Task instructions -
Filter these records by the string "below", copying each line that holds it.

Records for the exercise -
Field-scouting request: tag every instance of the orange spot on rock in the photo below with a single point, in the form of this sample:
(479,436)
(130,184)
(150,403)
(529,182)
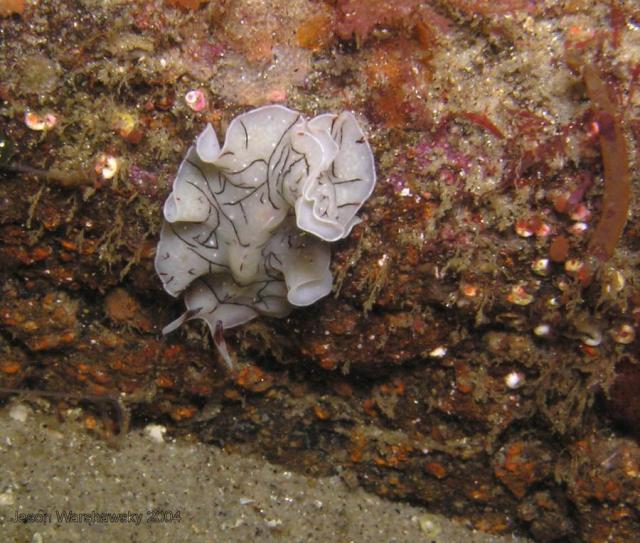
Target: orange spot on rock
(11,7)
(316,32)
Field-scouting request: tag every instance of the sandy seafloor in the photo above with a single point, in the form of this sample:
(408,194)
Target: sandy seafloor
(51,469)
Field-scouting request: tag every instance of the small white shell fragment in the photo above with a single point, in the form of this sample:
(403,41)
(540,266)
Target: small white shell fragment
(37,122)
(438,352)
(19,412)
(155,432)
(514,379)
(7,498)
(107,166)
(196,100)
(542,330)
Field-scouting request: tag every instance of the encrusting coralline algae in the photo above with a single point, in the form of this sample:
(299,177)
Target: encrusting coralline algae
(247,226)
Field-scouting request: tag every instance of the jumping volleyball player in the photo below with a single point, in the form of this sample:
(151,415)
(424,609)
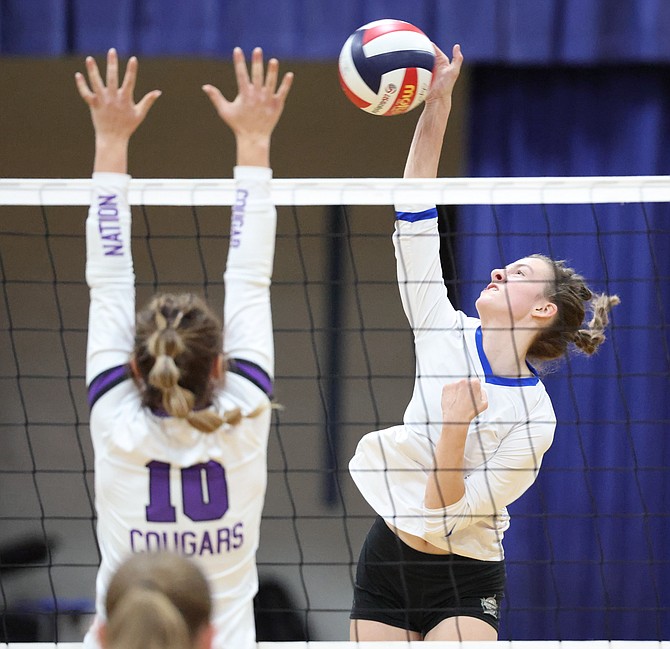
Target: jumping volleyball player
(475,430)
(180,420)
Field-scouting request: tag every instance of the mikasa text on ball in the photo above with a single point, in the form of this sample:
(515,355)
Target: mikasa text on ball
(386,67)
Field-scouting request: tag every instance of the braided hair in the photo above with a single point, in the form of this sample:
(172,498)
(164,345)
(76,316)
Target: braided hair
(573,299)
(177,342)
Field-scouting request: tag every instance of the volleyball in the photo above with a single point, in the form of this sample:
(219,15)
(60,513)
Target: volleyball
(386,67)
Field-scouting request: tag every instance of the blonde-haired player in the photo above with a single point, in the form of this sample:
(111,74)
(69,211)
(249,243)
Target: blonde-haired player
(180,420)
(475,430)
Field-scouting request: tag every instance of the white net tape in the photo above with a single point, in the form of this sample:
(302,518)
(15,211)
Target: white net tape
(356,191)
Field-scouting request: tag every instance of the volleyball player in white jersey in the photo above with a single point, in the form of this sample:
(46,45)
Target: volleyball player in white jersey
(179,420)
(475,430)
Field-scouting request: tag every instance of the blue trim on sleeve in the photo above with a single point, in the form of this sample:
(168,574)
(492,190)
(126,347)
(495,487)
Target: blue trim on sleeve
(412,217)
(502,380)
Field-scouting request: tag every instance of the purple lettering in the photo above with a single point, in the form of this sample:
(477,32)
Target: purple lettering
(237,219)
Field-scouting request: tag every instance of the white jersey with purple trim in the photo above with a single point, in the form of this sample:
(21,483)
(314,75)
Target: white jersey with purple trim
(503,451)
(161,484)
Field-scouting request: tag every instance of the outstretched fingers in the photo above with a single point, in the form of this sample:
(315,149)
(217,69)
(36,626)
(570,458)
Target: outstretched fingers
(112,70)
(84,91)
(240,67)
(287,82)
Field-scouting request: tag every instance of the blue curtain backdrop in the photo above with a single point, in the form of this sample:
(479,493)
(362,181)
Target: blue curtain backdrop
(505,31)
(559,87)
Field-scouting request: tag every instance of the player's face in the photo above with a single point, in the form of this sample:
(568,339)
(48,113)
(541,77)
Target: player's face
(516,290)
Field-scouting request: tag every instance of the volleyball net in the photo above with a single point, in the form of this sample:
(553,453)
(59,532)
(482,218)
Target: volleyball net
(587,549)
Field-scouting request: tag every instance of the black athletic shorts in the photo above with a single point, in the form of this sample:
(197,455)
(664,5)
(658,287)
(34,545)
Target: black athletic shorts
(412,590)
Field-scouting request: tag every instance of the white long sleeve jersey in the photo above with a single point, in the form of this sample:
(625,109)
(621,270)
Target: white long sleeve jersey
(160,484)
(504,445)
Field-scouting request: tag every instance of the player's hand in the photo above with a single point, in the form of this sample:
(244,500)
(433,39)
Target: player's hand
(114,112)
(462,401)
(259,103)
(445,75)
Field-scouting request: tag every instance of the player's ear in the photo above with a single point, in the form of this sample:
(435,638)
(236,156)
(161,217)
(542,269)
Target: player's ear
(544,313)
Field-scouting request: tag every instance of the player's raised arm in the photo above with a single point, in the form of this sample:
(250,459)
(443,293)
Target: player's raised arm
(426,147)
(114,113)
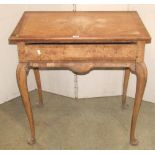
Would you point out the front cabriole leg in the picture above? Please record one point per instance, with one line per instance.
(22, 69)
(141, 74)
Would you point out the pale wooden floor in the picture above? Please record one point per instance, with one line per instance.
(65, 123)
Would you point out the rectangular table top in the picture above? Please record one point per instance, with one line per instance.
(79, 27)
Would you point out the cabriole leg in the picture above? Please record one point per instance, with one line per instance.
(125, 86)
(22, 69)
(38, 82)
(141, 74)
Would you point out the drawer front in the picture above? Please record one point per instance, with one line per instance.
(80, 52)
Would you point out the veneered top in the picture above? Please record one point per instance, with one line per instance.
(80, 27)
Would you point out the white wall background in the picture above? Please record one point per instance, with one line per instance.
(94, 84)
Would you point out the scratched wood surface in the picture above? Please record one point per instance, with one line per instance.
(79, 52)
(80, 27)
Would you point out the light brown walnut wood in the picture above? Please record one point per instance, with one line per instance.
(38, 82)
(22, 84)
(141, 74)
(80, 42)
(125, 86)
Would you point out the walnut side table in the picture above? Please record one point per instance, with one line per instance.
(80, 42)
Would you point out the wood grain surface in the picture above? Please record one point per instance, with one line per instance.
(80, 27)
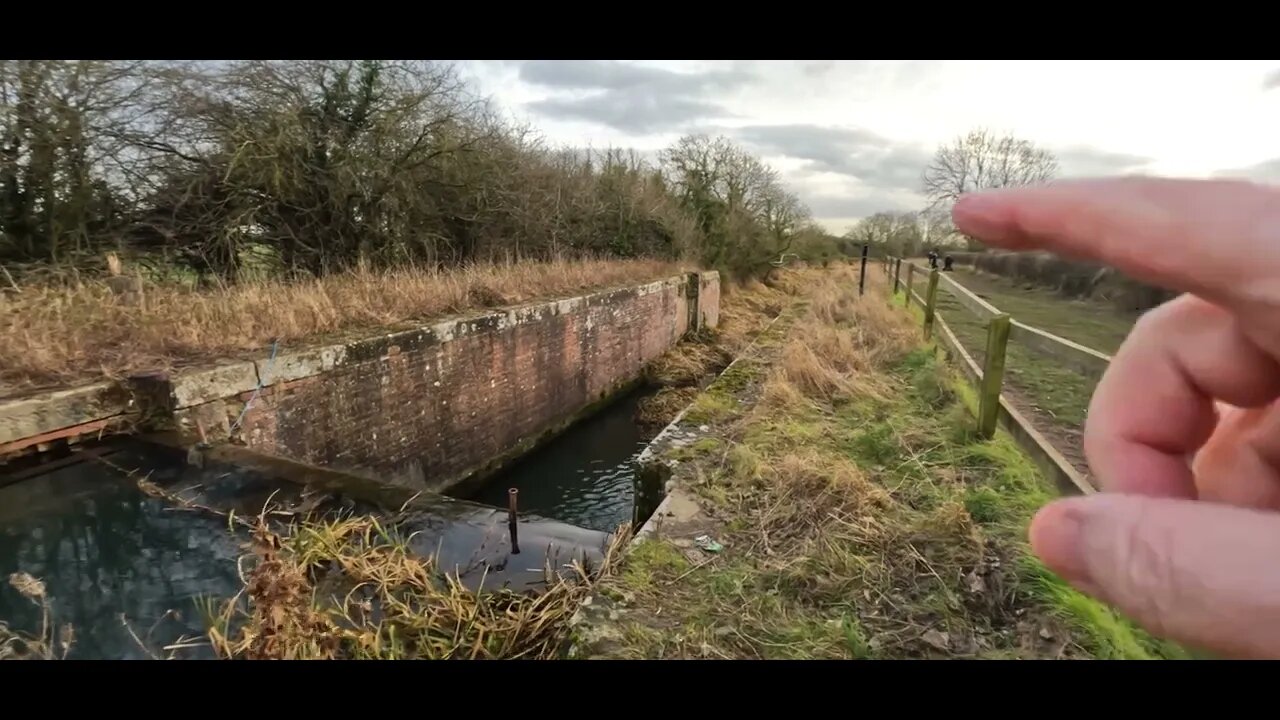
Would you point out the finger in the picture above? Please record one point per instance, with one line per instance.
(1153, 405)
(1196, 573)
(1216, 238)
(1240, 463)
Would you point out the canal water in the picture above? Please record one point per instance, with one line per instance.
(118, 563)
(583, 477)
(109, 555)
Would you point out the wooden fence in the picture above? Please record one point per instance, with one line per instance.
(993, 408)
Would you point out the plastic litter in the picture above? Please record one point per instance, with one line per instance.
(708, 543)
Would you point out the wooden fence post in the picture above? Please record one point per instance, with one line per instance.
(931, 301)
(993, 374)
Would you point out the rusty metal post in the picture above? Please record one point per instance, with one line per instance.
(862, 276)
(512, 524)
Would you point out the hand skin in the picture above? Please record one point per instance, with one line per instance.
(1183, 432)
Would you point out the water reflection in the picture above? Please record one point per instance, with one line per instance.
(584, 477)
(104, 550)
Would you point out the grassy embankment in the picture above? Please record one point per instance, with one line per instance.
(1061, 392)
(311, 587)
(62, 335)
(1054, 396)
(859, 516)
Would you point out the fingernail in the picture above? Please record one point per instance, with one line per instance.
(1056, 536)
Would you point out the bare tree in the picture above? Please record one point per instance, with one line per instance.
(897, 233)
(983, 160)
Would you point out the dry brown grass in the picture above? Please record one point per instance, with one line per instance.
(51, 643)
(688, 364)
(51, 336)
(351, 589)
(841, 349)
(662, 406)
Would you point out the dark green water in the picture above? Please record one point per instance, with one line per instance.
(584, 477)
(109, 554)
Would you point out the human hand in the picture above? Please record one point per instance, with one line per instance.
(1191, 550)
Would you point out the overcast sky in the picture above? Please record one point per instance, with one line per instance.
(851, 137)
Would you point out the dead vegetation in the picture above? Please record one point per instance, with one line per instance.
(351, 589)
(53, 642)
(64, 335)
(745, 310)
(860, 518)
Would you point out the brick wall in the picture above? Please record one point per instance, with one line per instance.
(432, 405)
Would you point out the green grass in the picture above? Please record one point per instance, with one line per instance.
(1091, 323)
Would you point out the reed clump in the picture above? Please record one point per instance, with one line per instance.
(53, 642)
(350, 588)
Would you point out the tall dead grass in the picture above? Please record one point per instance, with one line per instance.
(842, 346)
(53, 642)
(63, 335)
(352, 589)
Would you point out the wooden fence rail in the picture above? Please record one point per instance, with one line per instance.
(992, 406)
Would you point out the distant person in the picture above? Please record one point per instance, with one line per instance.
(1183, 432)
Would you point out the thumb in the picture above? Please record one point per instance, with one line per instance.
(1191, 572)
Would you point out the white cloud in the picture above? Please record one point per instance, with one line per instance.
(855, 133)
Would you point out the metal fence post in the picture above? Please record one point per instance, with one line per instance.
(862, 276)
(931, 300)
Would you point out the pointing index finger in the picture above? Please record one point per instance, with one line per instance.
(1215, 238)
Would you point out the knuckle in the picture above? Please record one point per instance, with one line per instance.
(1148, 579)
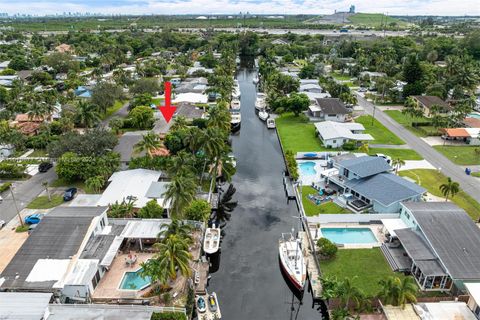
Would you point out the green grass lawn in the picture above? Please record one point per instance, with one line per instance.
(432, 179)
(462, 155)
(378, 131)
(311, 209)
(406, 121)
(366, 267)
(297, 135)
(404, 154)
(42, 202)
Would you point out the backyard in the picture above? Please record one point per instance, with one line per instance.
(432, 179)
(366, 267)
(462, 155)
(297, 135)
(381, 134)
(311, 209)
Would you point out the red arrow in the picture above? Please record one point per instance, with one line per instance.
(167, 110)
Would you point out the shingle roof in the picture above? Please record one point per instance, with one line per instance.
(332, 106)
(385, 188)
(453, 236)
(365, 166)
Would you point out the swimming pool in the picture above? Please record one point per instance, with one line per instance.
(307, 168)
(133, 281)
(349, 235)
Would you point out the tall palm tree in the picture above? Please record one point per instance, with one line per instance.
(181, 192)
(149, 143)
(450, 188)
(87, 114)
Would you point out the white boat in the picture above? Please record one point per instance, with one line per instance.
(235, 104)
(211, 243)
(270, 123)
(292, 260)
(263, 115)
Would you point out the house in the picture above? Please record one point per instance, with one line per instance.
(328, 109)
(426, 103)
(138, 185)
(473, 290)
(335, 134)
(440, 245)
(366, 182)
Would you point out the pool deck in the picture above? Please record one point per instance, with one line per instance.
(109, 286)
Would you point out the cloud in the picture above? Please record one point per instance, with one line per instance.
(400, 7)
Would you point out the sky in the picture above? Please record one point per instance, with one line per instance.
(392, 7)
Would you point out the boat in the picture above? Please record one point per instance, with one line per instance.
(270, 123)
(263, 115)
(235, 121)
(211, 243)
(201, 304)
(292, 260)
(212, 302)
(235, 104)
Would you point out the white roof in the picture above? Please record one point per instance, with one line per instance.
(474, 290)
(143, 229)
(83, 272)
(333, 130)
(393, 224)
(191, 97)
(48, 270)
(129, 183)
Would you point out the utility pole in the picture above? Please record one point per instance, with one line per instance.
(16, 207)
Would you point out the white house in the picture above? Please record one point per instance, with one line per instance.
(335, 134)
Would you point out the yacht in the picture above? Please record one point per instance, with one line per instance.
(292, 260)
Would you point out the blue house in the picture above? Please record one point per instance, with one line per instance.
(367, 184)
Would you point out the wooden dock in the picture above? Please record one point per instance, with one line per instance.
(313, 273)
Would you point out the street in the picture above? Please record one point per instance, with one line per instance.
(469, 184)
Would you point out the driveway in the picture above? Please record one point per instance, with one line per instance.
(469, 184)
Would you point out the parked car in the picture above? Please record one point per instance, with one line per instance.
(69, 194)
(45, 166)
(33, 218)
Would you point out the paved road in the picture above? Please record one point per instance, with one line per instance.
(469, 184)
(24, 191)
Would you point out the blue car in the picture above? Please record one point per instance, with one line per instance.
(33, 218)
(69, 194)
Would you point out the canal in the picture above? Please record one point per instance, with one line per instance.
(249, 283)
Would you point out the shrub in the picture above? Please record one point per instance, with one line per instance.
(326, 248)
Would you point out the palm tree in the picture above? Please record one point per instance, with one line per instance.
(87, 114)
(397, 163)
(450, 188)
(149, 143)
(181, 192)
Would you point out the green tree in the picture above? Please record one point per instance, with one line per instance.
(450, 188)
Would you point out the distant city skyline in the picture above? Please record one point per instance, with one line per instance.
(400, 7)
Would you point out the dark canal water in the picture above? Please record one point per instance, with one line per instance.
(249, 283)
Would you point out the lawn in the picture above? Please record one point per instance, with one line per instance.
(42, 202)
(404, 154)
(311, 209)
(297, 135)
(366, 267)
(378, 131)
(461, 155)
(432, 179)
(406, 121)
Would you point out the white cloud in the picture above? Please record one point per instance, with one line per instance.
(402, 7)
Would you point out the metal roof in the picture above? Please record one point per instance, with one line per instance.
(23, 305)
(453, 236)
(365, 166)
(385, 188)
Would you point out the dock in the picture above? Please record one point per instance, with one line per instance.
(313, 273)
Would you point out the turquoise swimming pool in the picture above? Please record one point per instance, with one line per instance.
(349, 235)
(133, 281)
(307, 168)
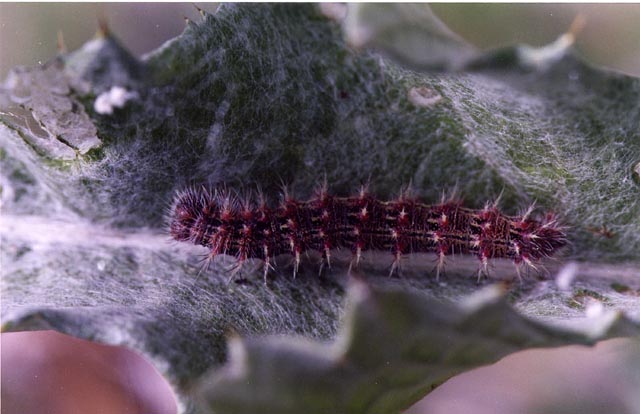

Written answer -
Field-scouting request: tag every instance of the orange spot on rock in the photo below with a single point, in the form of this sample:
Field-scouting request: tag every instance of the jumping volleyball player in the photo below with a single point, in the form of this sample:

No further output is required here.